### WHAT THE TASK REQUIRES
All of the data is to be copied without a single change.
[TASK INPUTS — start]
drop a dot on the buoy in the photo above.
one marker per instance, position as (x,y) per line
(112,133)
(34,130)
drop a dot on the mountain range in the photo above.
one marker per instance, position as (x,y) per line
[TASK INPUTS — finish]
### SOLUTION BELOW
drop a dot on the buoy in the photo above.
one marker per instance, position as (x,y) per line
(112,133)
(34,130)
drop a dot on the mountain range in the photo above.
one marker per instance, position as (x,y) per line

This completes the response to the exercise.